> _Selected extract_:
☆ ☆ ☆ ☆ ☆

A year ago, I turned in my senior thesis. Today, I attended a farmer training. I was on farms a couple weeks ago, and I’ll be on farms a couple weeks from now, in and out of farms through the rest of the year.
A year ago, I was in college world. Now, I’m in the real world. It’s the realest world I’ll ever be in, considering what most of the world’s population does every day, considering what most of the world’s population has done since the near-beginning of human existence. People have their children, livestock, crops. They produce food to eat, and maybe, if they have extra, to sell.
Harvard is about as far from smallholder farming as you can get. A year ago, I thought today during a talk about field infestations of armyworms, I was turning in my thesis, the cumulation of 17 years of academic work. A year ago, I thought as we talked about dozens of farming traditions, I was standing on a table in Annenberg Hall, waving a Kirkland flag at hundreds of freshman. A year ago, I thought as we discussed fungal infestations, I was eating cake pops and chocolate strawberries, thinking about how when I’d enter the real world in just a few months, I’d be thinking about how trivial this fake college world was.

☆ ☆ ☆ ☆ ☆

Items listed in a dataset
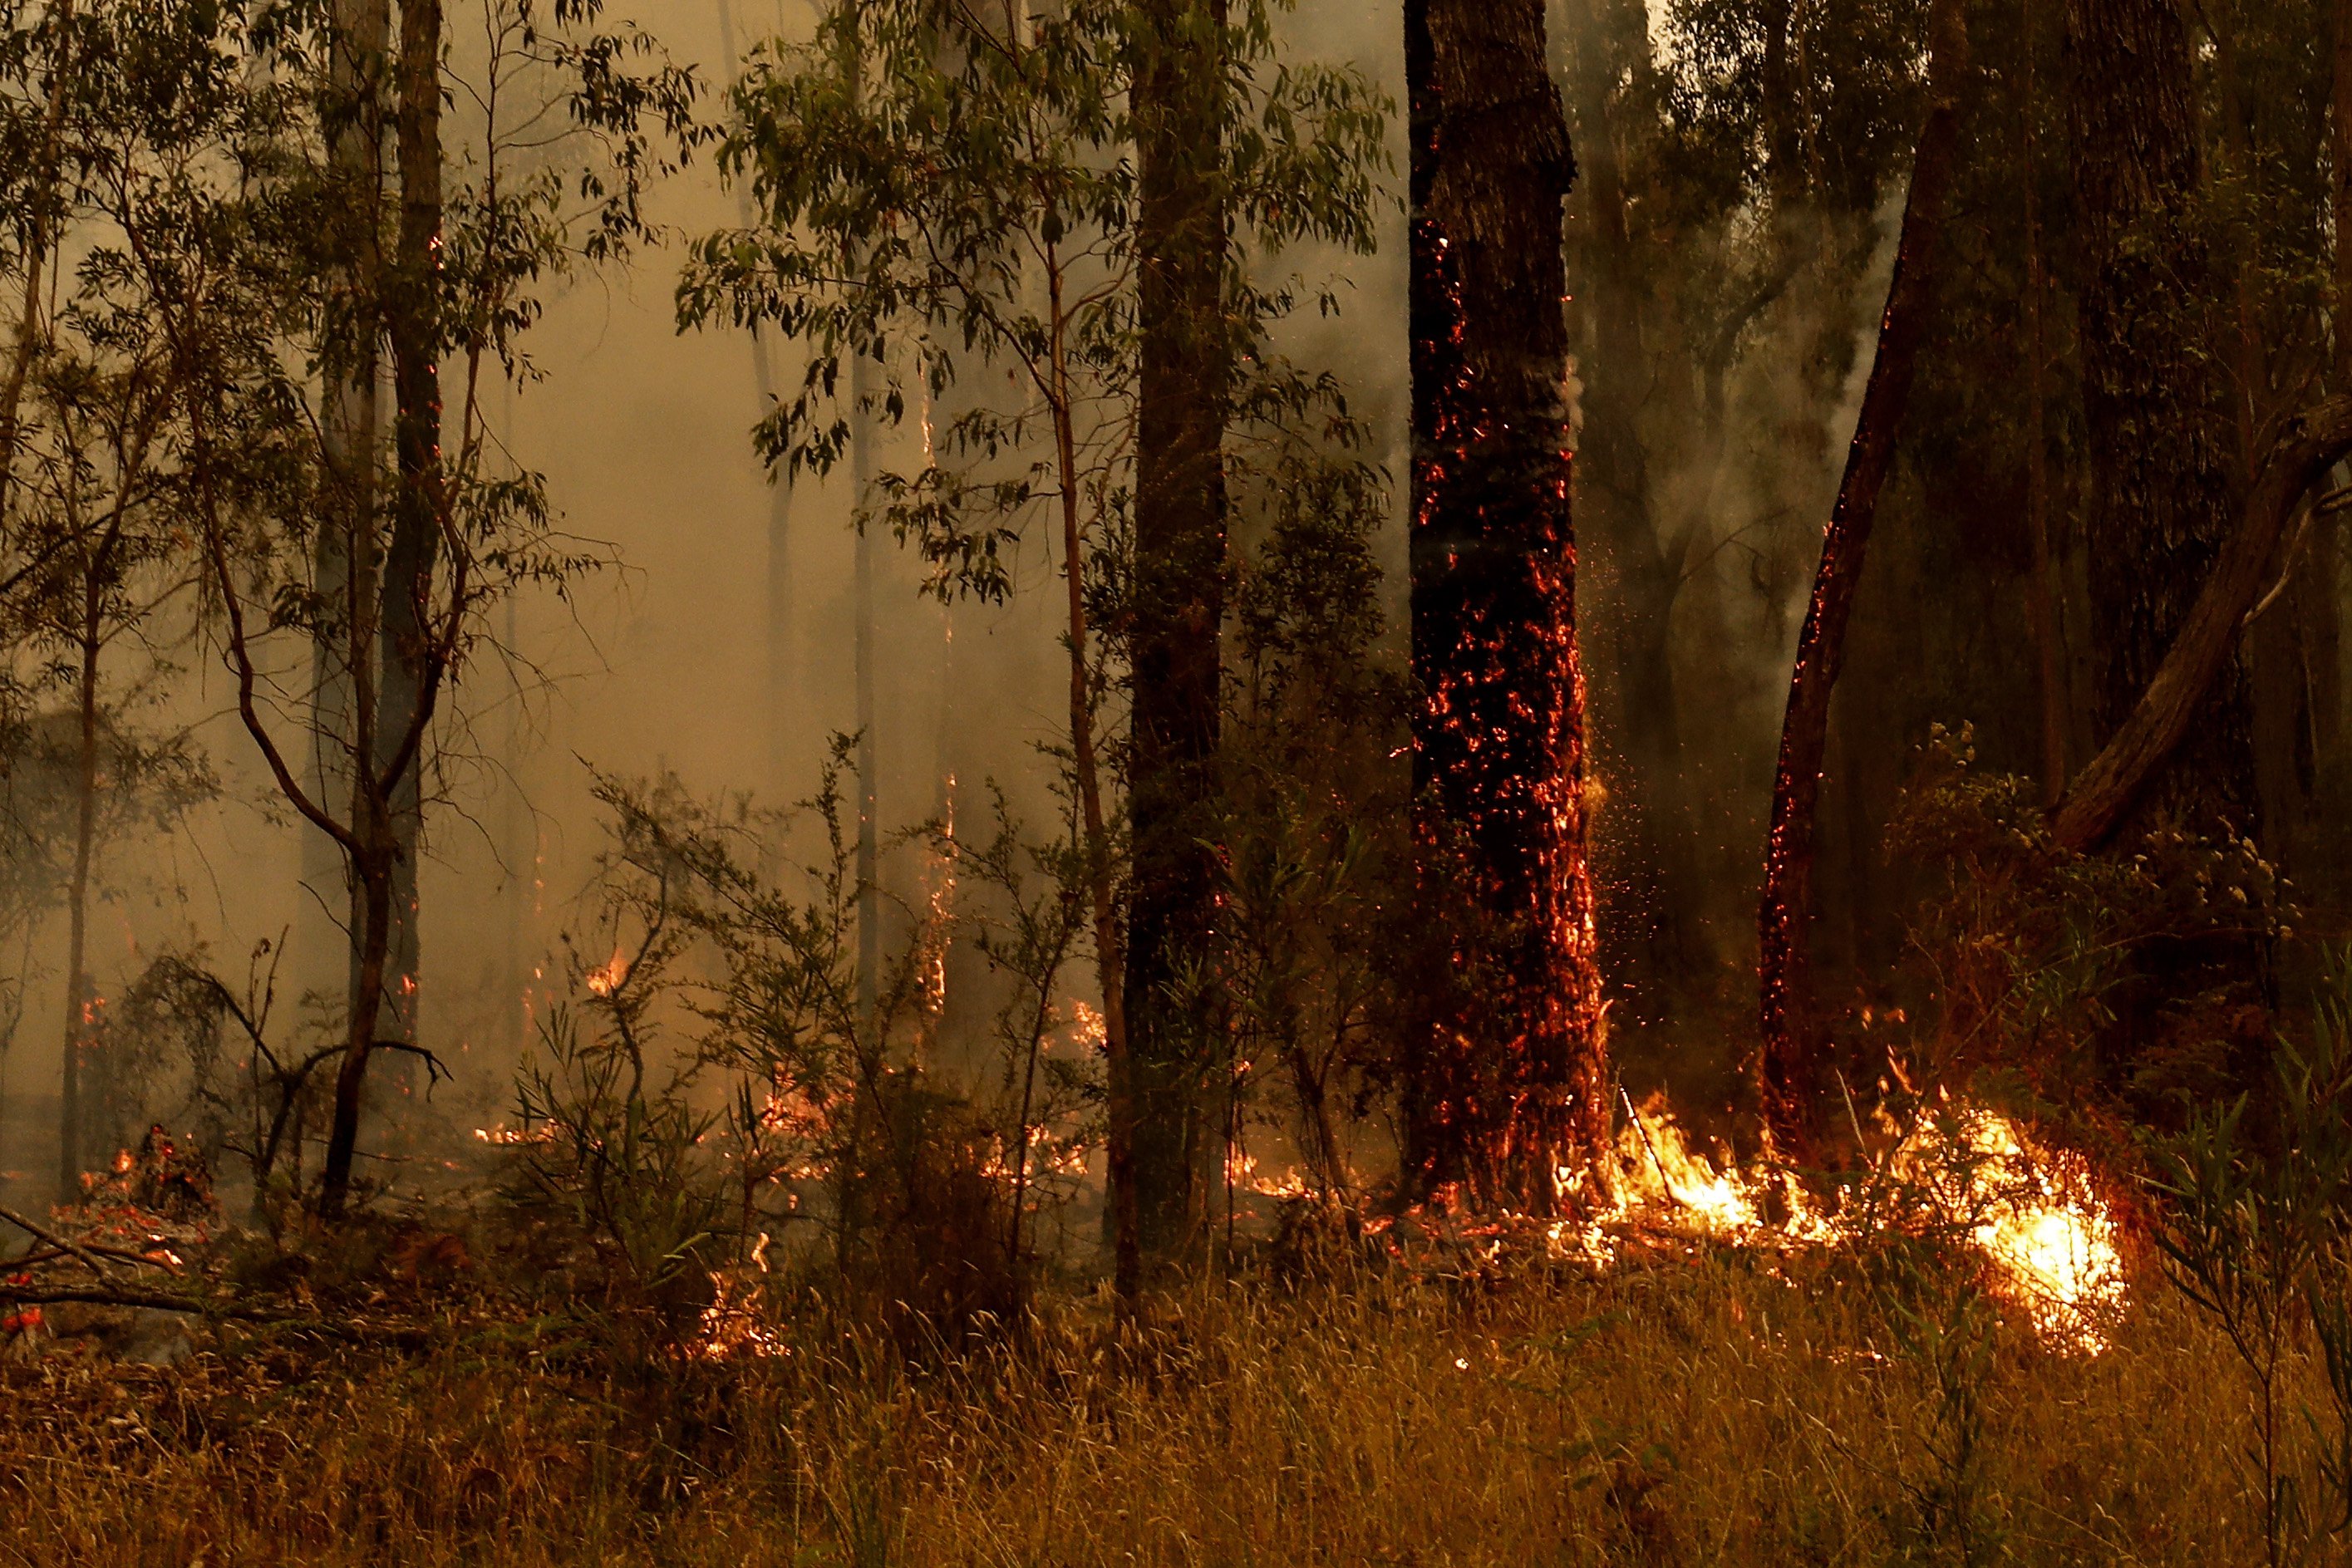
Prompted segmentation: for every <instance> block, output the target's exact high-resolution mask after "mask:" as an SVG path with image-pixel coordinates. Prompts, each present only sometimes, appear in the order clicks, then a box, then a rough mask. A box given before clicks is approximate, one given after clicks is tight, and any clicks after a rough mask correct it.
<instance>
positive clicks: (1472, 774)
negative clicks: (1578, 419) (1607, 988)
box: [1404, 0, 1611, 1211]
mask: <svg viewBox="0 0 2352 1568" xmlns="http://www.w3.org/2000/svg"><path fill="white" fill-rule="evenodd" d="M1404 59H1406V87H1409V96H1411V378H1414V458H1411V496H1414V522H1411V637H1414V675H1416V679H1418V684H1421V708H1418V712H1416V717H1414V783H1416V802H1418V811H1416V818H1418V820H1416V839H1418V844H1421V856H1423V898H1425V900H1428V907H1430V914H1432V917H1435V919H1444V922H1446V929H1449V940H1451V964H1449V973H1446V976H1444V983H1439V985H1435V987H1432V990H1437V992H1439V994H1435V997H1430V1013H1432V1016H1430V1018H1428V1020H1425V1023H1423V1025H1416V1039H1414V1058H1411V1065H1409V1086H1406V1093H1409V1117H1406V1121H1409V1126H1406V1135H1409V1161H1411V1168H1414V1175H1416V1180H1418V1182H1421V1185H1423V1187H1425V1190H1432V1192H1442V1190H1446V1187H1451V1185H1463V1187H1465V1190H1468V1192H1470V1197H1475V1199H1482V1201H1494V1204H1510V1206H1519V1208H1534V1211H1550V1208H1555V1206H1557V1204H1559V1201H1562V1199H1564V1197H1566V1194H1564V1192H1562V1187H1559V1171H1562V1168H1564V1166H1571V1168H1573V1166H1583V1161H1585V1159H1588V1157H1590V1154H1592V1152H1597V1150H1599V1147H1602V1145H1604V1140H1606V1135H1609V1124H1611V1107H1609V1091H1606V1086H1609V1067H1606V1051H1604V1041H1602V1016H1599V978H1597V966H1595V957H1592V936H1595V933H1592V882H1590V872H1588V863H1585V733H1583V722H1585V715H1583V670H1581V665H1578V651H1576V536H1573V527H1571V517H1569V428H1566V320H1564V310H1562V306H1564V296H1566V277H1564V268H1562V200H1564V195H1566V190H1569V181H1571V179H1573V174H1576V162H1573V158H1571V153H1569V134H1566V122H1564V118H1562V106H1559V92H1557V89H1555V87H1552V82H1550V75H1548V73H1545V47H1543V5H1541V0H1406V9H1404Z"/></svg>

☆ ☆ ☆ ☆ ☆

Continue the text about moving from Harvard to farm work, picking up right after its last sentence.

But I don’t. A year out of Harvard, I treasure my time there even more than I did a year ago. I was in the real world and didn’t know it, wrestling through what it means to be at home, and following that, what it means to be human.
It’s easy to criticize wherever we are and the systems that we’re part of, and cynicism is my default mode. The cultures I am part of, like any cultures, have deep problems. They’re cultures with aspects that are easy to pinpoint and criticize: the hypocrisy of Harvard, the excesses of suburban Massachusetts, the closed-mindedness of evangelical Christianity, the frivolousness globetrotting of the cosmopolitan class.
These cultures are cultures that I, an Asian American heretic from a small town by the sea, have not been and can never be completely part of, not in the way a Zambian farmer is part of the village she’s lived in her whole life. But they are still places where I belong, where I have a family and a home. My senior spring, I thought I’d been set adrift from everything I’d known (My childhood religion! America!) but instead became more rooted.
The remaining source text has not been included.